◆ **Exercise instructions**:
Copy the records below word for word, from their start through the line containing "xmin=278 ymin=71 xmax=338 ymax=95", including both ends. Leave the pictures out.

Material supplied start

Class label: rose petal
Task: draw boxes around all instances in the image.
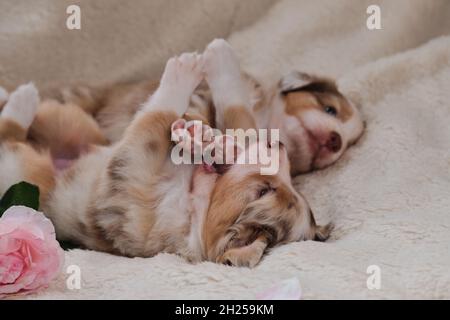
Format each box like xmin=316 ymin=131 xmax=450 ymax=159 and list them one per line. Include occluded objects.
xmin=0 ymin=206 xmax=64 ymax=296
xmin=0 ymin=254 xmax=24 ymax=284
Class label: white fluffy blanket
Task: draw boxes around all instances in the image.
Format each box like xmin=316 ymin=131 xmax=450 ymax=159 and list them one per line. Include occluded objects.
xmin=0 ymin=0 xmax=450 ymax=299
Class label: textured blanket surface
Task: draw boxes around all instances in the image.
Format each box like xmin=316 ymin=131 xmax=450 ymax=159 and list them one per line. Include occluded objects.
xmin=0 ymin=0 xmax=450 ymax=299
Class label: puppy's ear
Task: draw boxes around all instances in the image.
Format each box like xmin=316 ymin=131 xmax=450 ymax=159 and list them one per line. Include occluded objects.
xmin=217 ymin=236 xmax=267 ymax=268
xmin=314 ymin=223 xmax=334 ymax=242
xmin=278 ymin=71 xmax=338 ymax=95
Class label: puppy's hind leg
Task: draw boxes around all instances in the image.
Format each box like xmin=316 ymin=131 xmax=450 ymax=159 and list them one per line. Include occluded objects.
xmin=0 ymin=83 xmax=39 ymax=141
xmin=204 ymin=39 xmax=256 ymax=130
xmin=143 ymin=53 xmax=203 ymax=117
xmin=111 ymin=53 xmax=203 ymax=173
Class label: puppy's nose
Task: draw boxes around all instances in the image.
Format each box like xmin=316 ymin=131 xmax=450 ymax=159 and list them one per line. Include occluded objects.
xmin=326 ymin=131 xmax=342 ymax=152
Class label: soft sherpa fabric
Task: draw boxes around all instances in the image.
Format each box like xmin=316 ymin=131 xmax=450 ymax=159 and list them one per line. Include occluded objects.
xmin=1 ymin=0 xmax=450 ymax=299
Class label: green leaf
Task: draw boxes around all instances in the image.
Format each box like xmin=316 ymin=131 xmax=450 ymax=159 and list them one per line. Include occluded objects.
xmin=0 ymin=181 xmax=39 ymax=217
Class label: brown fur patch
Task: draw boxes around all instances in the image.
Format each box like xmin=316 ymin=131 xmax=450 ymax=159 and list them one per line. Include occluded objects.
xmin=285 ymin=91 xmax=353 ymax=122
xmin=0 ymin=118 xmax=27 ymax=141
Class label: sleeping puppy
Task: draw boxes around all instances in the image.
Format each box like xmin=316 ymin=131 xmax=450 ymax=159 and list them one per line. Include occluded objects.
xmin=0 ymin=54 xmax=330 ymax=267
xmin=37 ymin=39 xmax=364 ymax=175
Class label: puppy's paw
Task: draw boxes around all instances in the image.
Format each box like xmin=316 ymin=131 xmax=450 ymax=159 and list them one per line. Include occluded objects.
xmin=171 ymin=119 xmax=214 ymax=156
xmin=1 ymin=83 xmax=40 ymax=129
xmin=149 ymin=53 xmax=203 ymax=116
xmin=203 ymin=39 xmax=249 ymax=107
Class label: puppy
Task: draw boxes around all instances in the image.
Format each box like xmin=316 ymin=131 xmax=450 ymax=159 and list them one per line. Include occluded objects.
xmin=0 ymin=54 xmax=330 ymax=267
xmin=44 ymin=39 xmax=364 ymax=175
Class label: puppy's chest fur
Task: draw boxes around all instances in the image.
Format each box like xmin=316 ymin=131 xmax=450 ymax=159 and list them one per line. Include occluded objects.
xmin=46 ymin=148 xmax=215 ymax=261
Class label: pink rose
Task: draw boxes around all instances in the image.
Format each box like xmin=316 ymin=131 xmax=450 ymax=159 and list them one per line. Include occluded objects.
xmin=0 ymin=206 xmax=64 ymax=296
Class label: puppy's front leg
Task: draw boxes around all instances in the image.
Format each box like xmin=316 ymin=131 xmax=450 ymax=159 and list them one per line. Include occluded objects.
xmin=121 ymin=53 xmax=203 ymax=170
xmin=204 ymin=39 xmax=256 ymax=130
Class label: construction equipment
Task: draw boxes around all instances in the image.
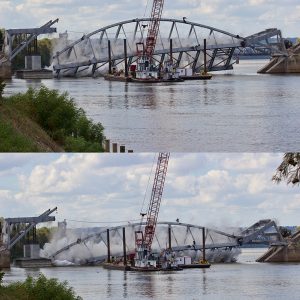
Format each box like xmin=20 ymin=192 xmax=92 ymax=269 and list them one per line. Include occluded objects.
xmin=131 ymin=0 xmax=182 ymax=83
xmin=135 ymin=153 xmax=170 ymax=269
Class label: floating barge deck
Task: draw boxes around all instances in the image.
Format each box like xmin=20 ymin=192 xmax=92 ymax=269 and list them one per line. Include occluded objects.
xmin=181 ymin=74 xmax=212 ymax=80
xmin=179 ymin=264 xmax=211 ymax=269
xmin=104 ymin=74 xmax=132 ymax=82
xmin=16 ymin=69 xmax=53 ymax=79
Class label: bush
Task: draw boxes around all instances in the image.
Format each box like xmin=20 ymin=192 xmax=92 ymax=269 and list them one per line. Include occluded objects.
xmin=0 ymin=120 xmax=37 ymax=152
xmin=8 ymin=86 xmax=104 ymax=152
xmin=0 ymin=274 xmax=82 ymax=300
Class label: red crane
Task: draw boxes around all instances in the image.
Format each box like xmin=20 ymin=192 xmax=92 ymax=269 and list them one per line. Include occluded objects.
xmin=135 ymin=153 xmax=170 ymax=261
xmin=136 ymin=0 xmax=164 ymax=60
xmin=145 ymin=0 xmax=164 ymax=57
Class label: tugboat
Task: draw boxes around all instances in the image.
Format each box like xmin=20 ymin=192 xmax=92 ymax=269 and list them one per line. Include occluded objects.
xmin=131 ymin=43 xmax=183 ymax=83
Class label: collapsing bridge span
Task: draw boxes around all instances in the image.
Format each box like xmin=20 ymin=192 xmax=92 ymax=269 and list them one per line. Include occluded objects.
xmin=48 ymin=220 xmax=285 ymax=262
xmin=53 ymin=18 xmax=286 ymax=76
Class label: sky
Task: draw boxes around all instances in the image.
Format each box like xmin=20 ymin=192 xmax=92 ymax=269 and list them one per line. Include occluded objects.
xmin=0 ymin=153 xmax=300 ymax=227
xmin=0 ymin=0 xmax=300 ymax=37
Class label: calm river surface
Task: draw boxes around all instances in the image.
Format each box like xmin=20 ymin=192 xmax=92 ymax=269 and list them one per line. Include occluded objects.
xmin=2 ymin=60 xmax=300 ymax=152
xmin=5 ymin=249 xmax=300 ymax=300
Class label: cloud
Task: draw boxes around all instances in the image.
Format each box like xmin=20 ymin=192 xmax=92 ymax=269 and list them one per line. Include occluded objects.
xmin=0 ymin=0 xmax=300 ymax=36
xmin=0 ymin=153 xmax=300 ymax=226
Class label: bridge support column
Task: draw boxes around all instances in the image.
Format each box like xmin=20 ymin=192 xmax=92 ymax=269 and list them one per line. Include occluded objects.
xmin=168 ymin=225 xmax=172 ymax=249
xmin=124 ymin=39 xmax=128 ymax=77
xmin=107 ymin=40 xmax=112 ymax=74
xmin=0 ymin=249 xmax=10 ymax=270
xmin=0 ymin=61 xmax=12 ymax=79
xmin=202 ymin=227 xmax=206 ymax=261
xmin=106 ymin=229 xmax=111 ymax=262
xmin=123 ymin=227 xmax=127 ymax=266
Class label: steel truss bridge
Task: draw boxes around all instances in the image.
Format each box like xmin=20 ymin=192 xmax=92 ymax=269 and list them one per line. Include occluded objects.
xmin=0 ymin=207 xmax=57 ymax=252
xmin=49 ymin=219 xmax=286 ymax=262
xmin=0 ymin=19 xmax=58 ymax=65
xmin=53 ymin=18 xmax=286 ymax=76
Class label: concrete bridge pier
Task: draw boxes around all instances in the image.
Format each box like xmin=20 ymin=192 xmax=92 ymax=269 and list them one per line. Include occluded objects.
xmin=258 ymin=44 xmax=300 ymax=74
xmin=256 ymin=231 xmax=300 ymax=262
xmin=0 ymin=61 xmax=12 ymax=79
xmin=0 ymin=249 xmax=10 ymax=270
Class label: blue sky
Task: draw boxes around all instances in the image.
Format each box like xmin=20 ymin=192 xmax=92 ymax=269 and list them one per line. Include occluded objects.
xmin=0 ymin=0 xmax=300 ymax=37
xmin=0 ymin=153 xmax=300 ymax=226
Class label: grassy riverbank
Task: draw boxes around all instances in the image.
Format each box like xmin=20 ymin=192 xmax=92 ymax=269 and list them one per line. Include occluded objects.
xmin=0 ymin=272 xmax=82 ymax=300
xmin=0 ymin=82 xmax=104 ymax=152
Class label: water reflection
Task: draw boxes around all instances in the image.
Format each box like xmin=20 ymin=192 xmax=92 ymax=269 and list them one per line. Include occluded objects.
xmin=123 ymin=271 xmax=128 ymax=298
xmin=5 ymin=62 xmax=300 ymax=152
xmin=106 ymin=270 xmax=113 ymax=298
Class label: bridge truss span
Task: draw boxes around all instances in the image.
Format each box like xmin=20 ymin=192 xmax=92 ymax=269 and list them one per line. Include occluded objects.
xmin=53 ymin=18 xmax=246 ymax=76
xmin=47 ymin=220 xmax=284 ymax=262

Material supplied end

◆ **Task solution**:
Class label: rose petal
Task: draw boxes around all instances in the image.
Format each box like xmin=316 ymin=131 xmax=450 ymax=159 and list them one per line. Include occluded objects.
xmin=0 ymin=206 xmax=64 ymax=296
xmin=0 ymin=254 xmax=24 ymax=284
Class label: white fluffy blanket
Task: draw boxes around all instances in the image.
Format each box like xmin=316 ymin=131 xmax=450 ymax=159 and list them one per line. Include occluded objects.
xmin=0 ymin=0 xmax=450 ymax=299
Class label: textured blanket surface
Task: draw boxes around all instances in the image.
Format each box like xmin=316 ymin=131 xmax=450 ymax=159 and list them one per line. Include occluded objects.
xmin=0 ymin=0 xmax=450 ymax=299
Class label: puppy's ear
Task: draw boxes around all instances in the image.
Format each box like xmin=316 ymin=131 xmax=450 ymax=159 and list them one per line. Include occluded objects.
xmin=217 ymin=236 xmax=267 ymax=268
xmin=314 ymin=223 xmax=334 ymax=242
xmin=278 ymin=71 xmax=338 ymax=95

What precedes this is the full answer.